§ Trecho do texto

MONTEIRO (1994) explica que o ciclo bandeirantista de apresamento de índios só findou-se no final do século XVII, quando a busca de jazidas auríferas robusteceu-se notadamente.

No que tange à miscigenação, a representação mítica do bandeirismo engendrou a idéia de igualdade e democracia racial. A igualdade inter-racial inexistiu nas bandeiras. Exemplo modelar é o de Fernão Dias Pais, que para seus dois filhos dispensava atenções díspares. Um deles, Garcia, “legítimo branco”, recebia atenções paternais convencionais; o outro, José, “mestiço-bastardo”, experimentou o detrimento imposto por sua hibridez.

A última expedição de Fernão Dias partiu do planalto paulista em 1674. Já no sertão houve um motim, que foi debelado com a execução dos amotinados. Entre os assassinados estava José, o filho mestiço do chefe bandeirante.

Domingos Jorge Velho extinguiu definitivamente o Quilombo de Palmares em 1695, quando matou o líder negro Zumbi. Tempos depois, instalado na propriedade que recebeu como recompensa pelo feito, foi visitado pelo Bispo Dom Francisco de Lima. O religioso horrorizou-se, quando Jorge Velho apresentou-se com suas sete concubinas índias.

Ao Bispo horrorizavam particularmente as ‘barbaridades, costumes e vícios’ do paulista, que andava ‘metido pelas matas à caça de índios e índias, estas para o exercício de suas torpezas e aqueles para o granjeio de seus interesses.’ (GRYZINSKI, 1995, p. 74)

§ Tarefas propostas
1. Segundo o texto sobre o bandeirismo, em que ano a última expedição de Fernão Dias partiu do planalto paulista?
2. Liste todas as pessoas que aparecem nos episódios narrados pelo texto sobre o bandeirismo, sem contar os autores das obras citadas.
3. Estenda o texto sobre o bandeirismo a partir do ponto em que ele termina.
Os registros não são necessários.

§ Dados fornecidos

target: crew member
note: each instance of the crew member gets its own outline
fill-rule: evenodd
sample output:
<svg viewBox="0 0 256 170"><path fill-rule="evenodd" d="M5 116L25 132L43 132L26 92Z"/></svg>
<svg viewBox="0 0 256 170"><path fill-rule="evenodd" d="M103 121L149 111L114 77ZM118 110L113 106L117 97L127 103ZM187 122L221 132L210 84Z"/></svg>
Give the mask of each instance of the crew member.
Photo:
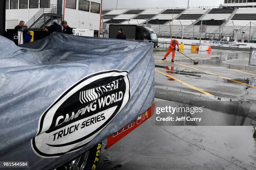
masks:
<svg viewBox="0 0 256 170"><path fill-rule="evenodd" d="M63 33L67 34L73 34L73 29L67 25L67 22L65 20L61 22L61 25L63 27Z"/></svg>
<svg viewBox="0 0 256 170"><path fill-rule="evenodd" d="M123 34L123 28L119 28L118 29L118 33L116 35L116 39L121 40L126 40L126 36Z"/></svg>
<svg viewBox="0 0 256 170"><path fill-rule="evenodd" d="M177 40L172 40L171 41L171 42L170 43L170 46L168 48L168 50L167 50L166 54L164 55L164 58L163 58L162 60L164 60L166 59L166 58L171 52L171 51L172 51L172 62L174 62L174 58L175 57L175 51L176 50L176 45L177 45L177 47L178 49L177 49L177 51L179 51L179 42Z"/></svg>
<svg viewBox="0 0 256 170"><path fill-rule="evenodd" d="M58 24L58 20L54 20L52 21L52 25L45 28L44 31L48 31L50 33L52 33L55 31L62 32L62 28L61 25Z"/></svg>
<svg viewBox="0 0 256 170"><path fill-rule="evenodd" d="M16 27L15 27L15 28L14 28L14 29L16 30L21 30L22 29L23 27L24 27L24 25L25 25L25 22L23 21L23 20L21 20L20 21L20 23L19 23L19 25L17 25Z"/></svg>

§ Respostas em ordem
1. Em 1674.

2. Fernão Dias Pais, Garcia, José, Domingos Jorge Velho, Zumbi e Dom Francisco de Lima.

3.
A democratização biológica mitificada por Ricardo, parece em primeira instância, esbarrar na poligamia. As relações sexuais entre bandeirantes e índias eram principalmente pautadas por motivações unilaterais, com o sertanista subjugando a mulher, não se importando com
sua disposição para o ato.

Observemos o que escreveu Volpato:
Era comum ao homem do sertão o uso de índias como concubinas. Esse concubinato era ao nível da exploração, numa relação na qual a índia era aviltada, tanto em sua condição de mulher, como em sua condição de raça dominada (VOLPATO, 1985, p. 73).

O abuso sexual de mulheres autóctones era na verdade um costume claramente recorrente entre os bandeirantes. Muitas vezes, as índias nem mesmo eram tomadas como concubinas, já que o concubinato é entendido como convivência e conjunção carnal cotidianas. O uso de índias como concubinas, como escreveu Volpato, talvez fosse uma prática menos ultrajante – se podemos assim dizer – que a curra ou o estrupo propriamente ditos, verificados principalmente nos ataques às reduções jesuíticas. Quando do assalto dos paulistas à redução de Jesus Maria, observemos o que escreveu o Padre Ruiz de Montoya:

Às mulheres deste povo e de outros destruídos, quando de boa aparência, fossem elas casadas, solteiras ou pagãs, encerrava-as o dono consigo num aposento, passando com elas as noites como o faz um bode num curral de cabras (MONTOYA, 1985, p. 246).

Relações sexuais forçadas, onde a aquiescência das índias era obtida através da violência. Estas são as situações mais recorrentes na história do sertanismo, sendo bem mais esporádicas as ocasiões onde a cópula era precedida por cortejos, ou após o consentimento do autóctone progenitor da mulher desejada.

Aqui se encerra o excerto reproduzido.